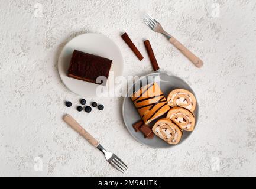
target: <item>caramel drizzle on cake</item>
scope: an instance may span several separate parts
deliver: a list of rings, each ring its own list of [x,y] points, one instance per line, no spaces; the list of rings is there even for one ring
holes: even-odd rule
[[[141,87],[133,94],[131,99],[145,124],[170,110],[168,102],[157,83]]]

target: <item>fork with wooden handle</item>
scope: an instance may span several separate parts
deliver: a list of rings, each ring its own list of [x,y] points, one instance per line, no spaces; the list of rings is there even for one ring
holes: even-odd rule
[[[69,115],[63,116],[64,121],[70,126],[74,130],[83,136],[93,146],[100,150],[105,155],[106,161],[116,170],[124,173],[128,167],[115,154],[106,151],[93,136],[83,128],[78,123],[74,118]]]
[[[170,42],[183,54],[189,60],[197,67],[201,67],[203,65],[203,61],[192,53],[190,50],[182,44],[177,40],[167,33],[163,28],[161,24],[148,14],[145,14],[142,17],[145,23],[154,31],[162,34],[166,36]]]

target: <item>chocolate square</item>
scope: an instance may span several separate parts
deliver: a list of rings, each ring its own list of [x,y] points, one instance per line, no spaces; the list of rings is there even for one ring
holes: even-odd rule
[[[141,120],[138,121],[138,122],[135,123],[134,125],[132,125],[132,127],[134,128],[134,130],[136,132],[138,132],[140,131],[140,128],[144,124],[144,122]]]
[[[68,76],[106,85],[112,63],[111,60],[75,50],[71,58]],[[105,79],[96,83],[97,78],[100,76],[104,77]]]

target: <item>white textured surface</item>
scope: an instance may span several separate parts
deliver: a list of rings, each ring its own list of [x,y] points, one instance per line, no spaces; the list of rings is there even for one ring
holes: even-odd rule
[[[36,2],[0,2],[1,176],[255,175],[254,0],[38,1],[41,18]],[[219,17],[213,2],[219,5]],[[140,19],[143,11],[202,57],[203,68],[195,67],[151,31]],[[149,38],[161,70],[184,79],[197,94],[199,123],[177,147],[153,149],[135,141],[122,122],[122,98],[94,99],[106,108],[89,115],[64,106],[66,99],[74,103],[80,97],[62,84],[57,60],[80,34],[102,33],[115,41],[125,76],[151,71],[147,56],[139,62],[122,41],[124,31],[144,55],[142,39]],[[66,126],[64,113],[116,152],[129,165],[127,173],[108,165]],[[34,169],[37,157],[42,158],[42,171]]]

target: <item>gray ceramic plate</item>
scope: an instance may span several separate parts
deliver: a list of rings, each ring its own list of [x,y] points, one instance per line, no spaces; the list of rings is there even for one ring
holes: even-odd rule
[[[161,73],[155,73],[141,78],[139,80],[135,82],[132,87],[129,89],[128,94],[132,94],[135,86],[137,87],[140,86],[140,83],[141,84],[141,84],[141,87],[142,86],[147,84],[147,83],[152,83],[154,81],[156,82],[159,84],[161,90],[166,97],[168,96],[170,91],[178,88],[188,90],[195,95],[193,90],[182,79],[176,76],[168,76],[166,74]],[[135,88],[137,89],[137,87]],[[196,126],[197,122],[199,109],[198,104],[196,105],[197,107],[194,112],[196,116],[195,126]],[[127,128],[127,129],[129,131],[132,136],[134,136],[134,138],[138,142],[154,148],[170,148],[176,146],[168,144],[155,135],[154,136],[154,139],[148,139],[144,138],[143,134],[141,132],[137,133],[135,132],[134,128],[132,128],[132,124],[140,120],[141,118],[138,113],[134,105],[131,101],[131,98],[129,97],[126,97],[124,100],[122,115],[124,122],[126,127]],[[166,116],[166,115],[163,116],[163,118],[164,118]],[[150,126],[153,126],[155,123],[155,121],[150,123]],[[183,136],[182,136],[182,140],[179,144],[184,142],[184,141],[186,141],[192,133],[193,132],[184,131]]]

——————————

__REQUIRED TASK__
Substitute "nonzero winding rule" for "even-odd rule" throughout the lines above, leaving everything else unchanged, and return the lines without the pictures.

__IN RESPONSE__
target: <item>caramel drizzle on cake</item>
scope: an instance may span several separate parts
deliver: a list of rings, each ring its own list of [x,y] points, one instance per line, no spaces; the list of rings is there even for one ring
holes: nonzero winding rule
[[[141,87],[133,94],[131,99],[145,124],[170,110],[168,102],[157,83]]]

target: <item>fork with wooden handle</item>
scope: an instance may span several separate parts
deliver: a list of rings, each ring its own list of [x,y] points, one instance per line, no spaces; the list of rings is there even for one ring
holes: nonzero winding rule
[[[69,115],[63,116],[64,121],[70,126],[74,130],[83,136],[93,146],[100,150],[105,155],[106,161],[116,170],[124,173],[128,167],[115,154],[106,151],[93,136],[83,128],[78,123],[74,118]]]
[[[170,42],[183,54],[189,60],[197,67],[201,67],[203,65],[203,61],[192,53],[190,50],[182,44],[177,40],[167,33],[163,28],[161,24],[148,14],[145,14],[142,17],[145,23],[154,31],[162,34],[166,36]]]

target: <item>chocolate square</item>
scope: an instance may span several separate parts
deliver: a list of rings, each ring its own list of [x,y] points, one instance per line, no spaces; the list of rings is there even for one ring
holes: nonzero winding rule
[[[141,120],[138,121],[138,122],[135,123],[134,125],[132,125],[132,127],[134,128],[134,130],[136,132],[138,132],[140,131],[140,128],[144,124],[144,122]]]
[[[68,76],[106,85],[112,63],[111,60],[75,50],[71,58]],[[105,79],[96,83],[97,78],[100,76],[104,77]]]

target: <item>white textured surface</item>
scope: an instance may span several separate parts
deliver: a list of rings, each ring its own list of [x,y] points, one instance per line, no spaces; the list of rings is there even for one ring
holes: nonzero winding rule
[[[36,2],[0,2],[1,176],[255,175],[254,0],[38,1],[41,18]],[[219,17],[213,2],[219,5]],[[140,19],[143,11],[202,57],[203,68],[195,67],[151,31]],[[149,38],[161,70],[184,79],[197,94],[199,123],[177,147],[153,149],[135,141],[122,122],[122,98],[94,99],[106,108],[89,115],[64,106],[66,99],[74,103],[80,97],[62,84],[57,60],[80,34],[102,33],[115,41],[125,76],[151,71],[147,56],[139,62],[122,41],[124,31],[144,55],[142,39]],[[66,126],[64,113],[116,152],[129,165],[127,173],[108,165]],[[34,169],[37,157],[42,158],[42,171]]]

target: <item>gray ceramic plate</item>
scope: an instance may span several separate parts
deliver: a list of rings, each ring its own list of [x,y] points, one instance per line, no spaces; the list of rings is there even for one ring
holes: nonzero winding rule
[[[161,73],[155,73],[141,78],[139,80],[135,82],[132,87],[129,89],[128,94],[132,94],[135,86],[137,87],[140,86],[140,83],[141,84],[141,84],[141,87],[142,86],[147,84],[147,83],[152,83],[154,81],[156,82],[159,84],[161,90],[166,97],[168,96],[170,91],[178,88],[188,90],[195,95],[193,90],[182,79],[176,76],[168,76],[166,74]],[[135,88],[137,89],[137,87]],[[196,126],[197,122],[199,109],[198,104],[196,105],[197,107],[194,112],[196,116],[195,126]],[[127,128],[127,129],[129,131],[132,136],[134,136],[134,138],[138,142],[154,148],[170,148],[176,146],[168,144],[155,135],[154,136],[154,139],[148,139],[144,138],[143,134],[141,132],[137,133],[135,132],[134,128],[132,128],[132,124],[140,120],[141,118],[138,113],[134,105],[131,101],[131,98],[129,97],[126,97],[124,100],[122,115],[124,122],[126,127]],[[166,116],[166,115],[163,116],[163,118],[164,118]],[[150,126],[153,126],[155,123],[155,121],[150,123]],[[183,136],[182,136],[182,140],[179,144],[184,142],[184,141],[186,141],[192,133],[193,132],[184,131]]]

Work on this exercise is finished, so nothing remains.